(Exercise instructions):
Provide a verbatim copy of all the records below, leaving the images out.

[Referring expression pointing data]
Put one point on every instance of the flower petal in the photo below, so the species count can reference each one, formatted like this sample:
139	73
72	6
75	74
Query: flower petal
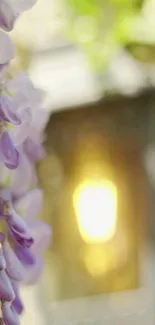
17	303
13	266
10	317
25	256
18	230
6	290
7	110
9	153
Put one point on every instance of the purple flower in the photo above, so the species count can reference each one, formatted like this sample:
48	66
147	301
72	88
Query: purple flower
17	303
6	289
10	11
13	266
18	231
17	228
29	207
10	316
8	153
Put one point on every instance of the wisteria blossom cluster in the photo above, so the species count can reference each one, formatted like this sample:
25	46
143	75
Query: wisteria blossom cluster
23	237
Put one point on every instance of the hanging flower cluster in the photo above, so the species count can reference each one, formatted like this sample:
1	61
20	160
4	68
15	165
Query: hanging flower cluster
22	124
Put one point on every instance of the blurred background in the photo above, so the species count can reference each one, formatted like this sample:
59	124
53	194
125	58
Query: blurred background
95	60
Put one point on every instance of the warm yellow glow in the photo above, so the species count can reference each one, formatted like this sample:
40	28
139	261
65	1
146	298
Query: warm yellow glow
95	205
97	260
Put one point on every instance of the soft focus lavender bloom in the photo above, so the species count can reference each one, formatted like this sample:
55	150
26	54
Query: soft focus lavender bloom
8	153
29	207
10	316
17	303
22	124
13	266
10	10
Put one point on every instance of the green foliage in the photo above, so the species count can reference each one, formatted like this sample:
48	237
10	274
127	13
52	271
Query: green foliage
102	27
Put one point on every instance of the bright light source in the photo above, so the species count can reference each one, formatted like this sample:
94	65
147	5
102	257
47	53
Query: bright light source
95	205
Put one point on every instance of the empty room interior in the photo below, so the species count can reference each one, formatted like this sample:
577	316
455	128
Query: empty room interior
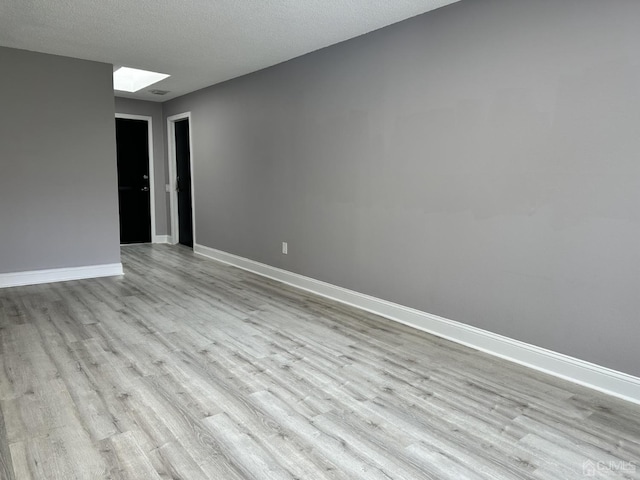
293	239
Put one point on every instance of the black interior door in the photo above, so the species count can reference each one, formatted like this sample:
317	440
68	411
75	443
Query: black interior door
133	180
183	169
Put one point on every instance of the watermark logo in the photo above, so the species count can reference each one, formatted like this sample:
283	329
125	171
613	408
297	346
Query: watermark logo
592	469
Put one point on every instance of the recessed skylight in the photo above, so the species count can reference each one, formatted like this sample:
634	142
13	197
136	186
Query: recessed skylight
127	79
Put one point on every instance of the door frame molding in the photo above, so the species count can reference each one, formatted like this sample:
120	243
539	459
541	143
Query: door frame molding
152	186
173	194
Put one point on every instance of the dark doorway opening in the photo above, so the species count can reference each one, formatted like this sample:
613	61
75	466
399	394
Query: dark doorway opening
183	182
134	195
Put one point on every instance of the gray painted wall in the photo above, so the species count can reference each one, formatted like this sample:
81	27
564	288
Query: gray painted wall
58	182
479	162
153	110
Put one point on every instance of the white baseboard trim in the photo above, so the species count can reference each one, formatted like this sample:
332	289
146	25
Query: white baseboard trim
161	239
59	275
603	379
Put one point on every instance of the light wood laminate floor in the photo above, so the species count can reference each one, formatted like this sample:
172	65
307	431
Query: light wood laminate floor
189	369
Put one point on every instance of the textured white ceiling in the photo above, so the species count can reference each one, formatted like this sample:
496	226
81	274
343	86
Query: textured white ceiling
198	42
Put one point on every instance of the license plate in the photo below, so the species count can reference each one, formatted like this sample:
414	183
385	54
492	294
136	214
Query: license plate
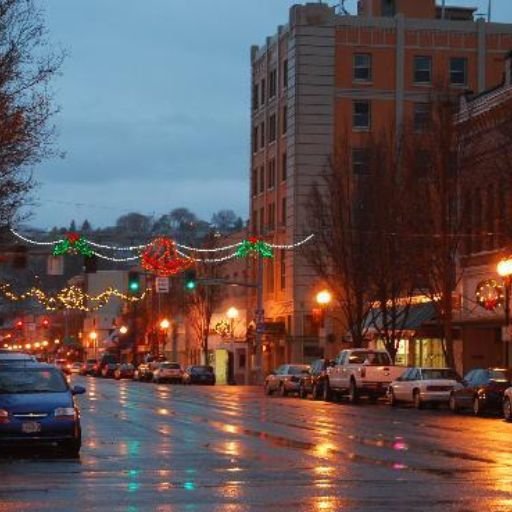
30	427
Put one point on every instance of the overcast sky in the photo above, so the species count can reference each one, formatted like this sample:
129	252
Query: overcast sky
154	99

(Completed exercise):
Put one point on every instance of the flower petal in the photo below, so the species count can reference each one, formatted like this sample:
139	73
72	6
75	74
Query: flower petal
17	303
13	266
10	317
25	256
18	230
6	290
7	110
9	153
Put one point on every instance of the purple flower in the photo above, so the species count can reference each one, formatted like this sample:
48	66
147	301
72	88
Query: purple flower
17	303
6	289
10	11
13	266
18	231
17	228
29	207
10	316
8	153
Put one point on every instance of the wisteria blossom cluster in the photo above, so the species count can reference each one, formatted like this sample:
25	46
143	75
Query: wisteria blossom cluster
23	237
Put one point on every instance of the hanging flower cluster in the photo above, so the species count can reference each one, formatted like this sample:
1	61
20	160
4	68
15	165
Query: hanging flower cluster
22	124
Put one point on every instance of the blurred background in the photo above, so the species count can reference each one, formatted like this sample:
59	124
53	194
125	58
Query: blurred background
95	60
Put one point on every instance of the warm yellow glow in the photo above, so the species count can reference each one, formatted like this sample:
40	28
139	261
65	1
146	298
Query: warm yellow glow
95	205
97	260
Put one point on every instance of the soft focus lavender bloom in the photo above, so the species count can reference each one, formatted like this sample:
55	150
26	54
Query: soft focus lavender bloom
8	153
29	207
10	316
17	303
22	124
13	266
10	10
Put one point on every instance of the green foliage in the photo above, so the species count can reference each one, formatted like this sample:
48	237
10	274
127	13
52	271
Query: green foliage
102	27
Put one point on every instance of the bright light source in the photo above, so the species count can reference each one, formatted like this sample:
94	65
147	5
102	257
47	53
Query: bright light source
95	205
Put one point on every instance of the empty room interior in the photo below, so the species count can reference each one, formatted like this sample:
577	316
455	128
Query: empty room interior
293	239
Put one point on every instance of the black interior door in the photo above, so the species count can reference each one, formatted like this sample:
317	440
68	411
75	443
Query: black interior door
133	180
183	169
Put one point on every instance of the watermark logo in the photo above, so the species count can reference each one, formatted like this sample:
283	329
125	171
613	408
297	346
Query: watermark logo
592	469
Put one point on every instance of the recessed skylight in the photo above, so the species count can reference each one, formatted like this sample:
634	142
13	197
136	186
Query: recessed skylight
127	79
Put one point on every instance of the door frame molding in the photo above, so the species count can reference each one, formatted like this sample:
120	243
539	459
541	143
Query: door frame molding
152	186
173	194
Put one point on every instance of the dark doorway opening in the photo above, so the species count can reference each one, formatted like this sample:
613	61
75	466
399	394
Query: dark doorway opening
183	182
134	195
Put one point on every instance of the gray painted wall in the photo above, so the species count can reference each one, formatted like this sample:
81	27
564	288
Query: gray painted wall
58	182
479	162
153	110
Put one point on every instance of the white baseboard trim in the photo above, so the species count can reference each one, formatted like this sample:
332	289
146	25
Query: white baseboard trim
161	239
59	275
603	379
Put one point on every instance of the light wood laminate floor in the photo above, so the species count can reference each one, formatted like this sample:
172	65
307	431
Query: light wood laminate floor
189	369
Put one point on every instance of the textured white ceiling in the photo above, so the species count can reference each one, formatted like this sample:
496	226
81	274
343	86
Query: textured white ceiling
198	42
Put one point on every instance of the license plate in the photo below, so the species count can reference each one, formatted like this sample:
414	183
385	54
492	294
136	214
Query: license plate
30	427
Put one point on every instance of the overcast sky in the photo above, so the species count can reference each one, formatted like this sample:
129	252
Query: overcast sky
154	99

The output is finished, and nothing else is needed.